◆ Task input
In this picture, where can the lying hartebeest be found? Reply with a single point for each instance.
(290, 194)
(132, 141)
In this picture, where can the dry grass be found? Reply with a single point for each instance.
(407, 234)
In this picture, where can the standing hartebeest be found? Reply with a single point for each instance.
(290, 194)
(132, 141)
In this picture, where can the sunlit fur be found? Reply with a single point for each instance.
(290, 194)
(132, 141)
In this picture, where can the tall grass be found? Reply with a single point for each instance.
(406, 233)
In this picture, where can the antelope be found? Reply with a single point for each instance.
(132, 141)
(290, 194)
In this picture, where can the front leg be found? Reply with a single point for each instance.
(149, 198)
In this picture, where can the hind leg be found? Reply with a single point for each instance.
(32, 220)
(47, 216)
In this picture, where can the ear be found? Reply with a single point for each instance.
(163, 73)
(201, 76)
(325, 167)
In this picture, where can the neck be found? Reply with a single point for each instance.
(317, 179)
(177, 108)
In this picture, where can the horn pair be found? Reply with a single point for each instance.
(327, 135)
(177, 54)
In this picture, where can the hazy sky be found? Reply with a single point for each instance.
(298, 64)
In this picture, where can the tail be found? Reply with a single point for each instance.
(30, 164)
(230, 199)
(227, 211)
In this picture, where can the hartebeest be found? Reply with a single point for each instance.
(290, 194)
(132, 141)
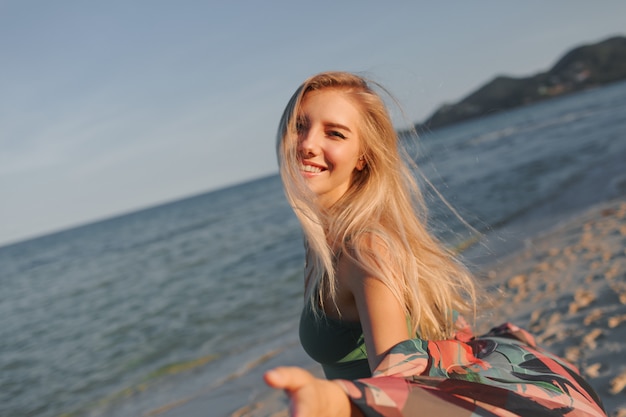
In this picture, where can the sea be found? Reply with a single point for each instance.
(187, 302)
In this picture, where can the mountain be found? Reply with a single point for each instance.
(583, 67)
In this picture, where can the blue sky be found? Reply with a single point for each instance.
(109, 107)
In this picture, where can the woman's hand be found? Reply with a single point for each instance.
(310, 396)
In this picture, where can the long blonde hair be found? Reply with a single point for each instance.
(380, 222)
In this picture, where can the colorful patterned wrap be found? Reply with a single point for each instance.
(502, 373)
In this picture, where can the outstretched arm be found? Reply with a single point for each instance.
(310, 396)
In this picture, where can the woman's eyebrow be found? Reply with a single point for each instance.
(338, 126)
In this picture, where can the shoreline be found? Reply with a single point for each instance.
(567, 286)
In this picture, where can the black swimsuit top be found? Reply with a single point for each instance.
(338, 345)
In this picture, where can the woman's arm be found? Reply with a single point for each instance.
(309, 396)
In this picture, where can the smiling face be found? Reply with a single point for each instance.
(329, 145)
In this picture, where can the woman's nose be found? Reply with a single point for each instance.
(309, 143)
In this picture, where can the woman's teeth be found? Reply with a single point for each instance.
(310, 168)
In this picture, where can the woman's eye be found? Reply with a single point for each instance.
(336, 134)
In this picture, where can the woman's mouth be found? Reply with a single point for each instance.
(313, 169)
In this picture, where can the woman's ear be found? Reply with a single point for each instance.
(360, 164)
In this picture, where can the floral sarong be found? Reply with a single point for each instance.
(502, 373)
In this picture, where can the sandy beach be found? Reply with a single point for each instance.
(568, 287)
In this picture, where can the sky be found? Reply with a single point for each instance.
(107, 107)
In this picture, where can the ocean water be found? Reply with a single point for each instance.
(138, 313)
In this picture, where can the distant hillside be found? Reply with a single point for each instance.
(583, 67)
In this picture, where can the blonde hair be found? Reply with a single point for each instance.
(380, 222)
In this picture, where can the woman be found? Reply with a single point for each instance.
(384, 298)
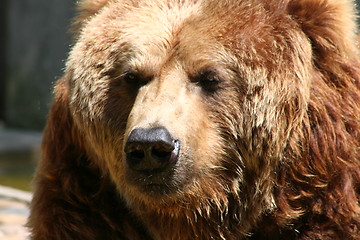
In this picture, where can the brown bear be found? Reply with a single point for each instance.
(204, 119)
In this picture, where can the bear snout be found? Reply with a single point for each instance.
(151, 150)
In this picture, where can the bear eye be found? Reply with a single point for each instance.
(135, 79)
(208, 80)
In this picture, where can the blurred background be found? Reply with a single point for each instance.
(34, 43)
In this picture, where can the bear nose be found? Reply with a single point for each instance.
(151, 150)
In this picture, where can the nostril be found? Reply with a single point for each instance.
(151, 149)
(136, 154)
(160, 153)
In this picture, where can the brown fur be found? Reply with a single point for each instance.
(271, 151)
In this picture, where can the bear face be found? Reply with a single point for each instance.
(184, 75)
(205, 120)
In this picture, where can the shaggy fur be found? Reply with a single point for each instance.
(262, 95)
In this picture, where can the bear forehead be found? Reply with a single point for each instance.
(196, 32)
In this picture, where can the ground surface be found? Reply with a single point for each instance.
(19, 152)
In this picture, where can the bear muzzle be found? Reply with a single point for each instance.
(151, 151)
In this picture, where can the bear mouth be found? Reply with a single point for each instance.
(154, 183)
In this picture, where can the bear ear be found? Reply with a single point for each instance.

◆ Task directions
Drop the images and quote the entries word for word.

◆ Finished task
In this picture, where can the lying hartebeest be found? Reply with a single point for each instance.
(290, 194)
(132, 141)
In this picture, where can the dry grass be found? Reply with a single point for each instance.
(407, 234)
In this picture, where can the standing hartebeest be found? Reply with a single point for each instance.
(290, 194)
(132, 141)
In this picture, where can the sunlit fur be found? Reply with a single point for each instance.
(290, 194)
(132, 141)
In this picture, where can the tall grass be found? Reply with a single point for each instance.
(406, 233)
In this picture, where can the antelope be found? Reply with a single point for each instance.
(132, 141)
(290, 194)
In this picture, where can the front leg be found? Reply with a single point for each instance.
(149, 198)
In this picture, where can the hind leg be found? Reply with a single point for each instance.
(32, 220)
(47, 216)
In this picture, where can the ear be found? Reply with a single point for each instance.
(163, 73)
(201, 76)
(325, 167)
In this picture, where can the neck be found? Reply with a single point for each instance.
(317, 179)
(177, 108)
In this picture, where can the horn pair be found? Reply with a single point for each instance.
(327, 135)
(177, 54)
In this picture, where can the hazy sky be found? Reply with a single point for each instance.
(298, 64)
In this picture, where can the tail be found? Reply with a single point for each instance.
(30, 164)
(230, 199)
(227, 211)
In this picture, where can the hartebeest be found? Reply with a single point for each instance.
(290, 194)
(132, 141)
In this picture, where can the sea be found? Reply with a single point for each instance.
(187, 302)
In this picture, where can the mountain be found? Reply with a single point for each instance.
(583, 67)
In this picture, where can the blue sky be found? Reply with a single point for each instance.
(109, 107)
In this picture, where can the woman's hand be found? Reply with a single point for each instance.
(310, 396)
In this picture, where can the long blonde hair be found? Reply with a single point for each instance.
(380, 222)
In this picture, where can the colorful patterned wrap be found? Reply with a single point for each instance.
(502, 373)
In this picture, where can the outstretched arm be found? Reply with a single point for each instance.
(310, 396)
In this picture, where can the woman's eyebrow be found? Reply with a single point for each instance.
(338, 126)
In this picture, where can the shoreline be found? Reply with a single point for each instance.
(567, 286)
In this picture, where can the black swimsuit top be found? Reply with a single point for each instance.
(338, 345)
In this picture, where can the woman's arm be found? Reply with a single point for each instance.
(309, 396)
In this picture, where can the smiling face be found? Reply with a single point for each instance.
(329, 145)
In this picture, where can the woman's nose be found? Reply with a single point for each instance.
(309, 143)
In this picture, where can the woman's teeth be found? Reply with a single point for each instance.
(310, 168)
In this picture, where can the woman's eye be found? Reply with a single point for each instance.
(336, 134)
In this picture, where can the woman's mouth be found? Reply with a single point for each instance.
(313, 169)
In this picture, where can the woman's ear be found? Reply with a single point for each instance.
(360, 164)
In this picture, where can the floral sarong be found? Reply with a single point for each instance.
(502, 373)
In this picture, where can the sandy beach be found? Reply with a single point for each instance.
(568, 287)
In this picture, where can the sky be found? Reply with a single point for each instance.
(107, 107)
In this picture, where can the ocean water be found? Reply with a single point for each instance.
(138, 313)
In this picture, where can the distant hillside be found? Reply with a single point for each instance.
(583, 67)
In this picture, where can the blonde hair be found? Reply with a single point for each instance.
(380, 222)
In this picture, where can the woman be found? Reply with a single point for each instance.
(384, 298)
In this picture, where can the brown bear be found? Reply with a single point for each instance.
(204, 119)
In this picture, where can the bear snout be found? Reply with a single point for each instance.
(151, 150)
In this picture, where can the bear eye be found? Reply with a single point for each instance.
(135, 79)
(208, 80)
In this picture, where can the blurred background be found? Reply with a single point for each instance.
(34, 43)
In this picture, where can the bear nose be found? Reply with a single point for each instance.
(151, 150)
In this picture, where can the nostril be found? Reply with a single point for each instance.
(151, 149)
(136, 154)
(160, 153)
In this picture, where can the brown fur be found? Reply with a single point for each instance.
(271, 151)
In this picture, where can the bear face be found? Reply with a single point for each instance.
(184, 75)
(205, 120)
In this picture, where can the shaggy fur be found? Reply with a single point for each instance.
(262, 95)
In this picture, where can the bear forehead be found? Reply with a single point for each instance.
(196, 32)
In this picture, where can the ground surface be found? Reply with a single point for each instance.
(19, 152)
In this picture, where can the bear muzzle be found? Reply with a single point for each instance.
(151, 151)
In this picture, where can the bear mouth be found? Reply with a single point for each instance.
(154, 183)
In this picture, where can the bear ear be found? Reply with a single point for each instance.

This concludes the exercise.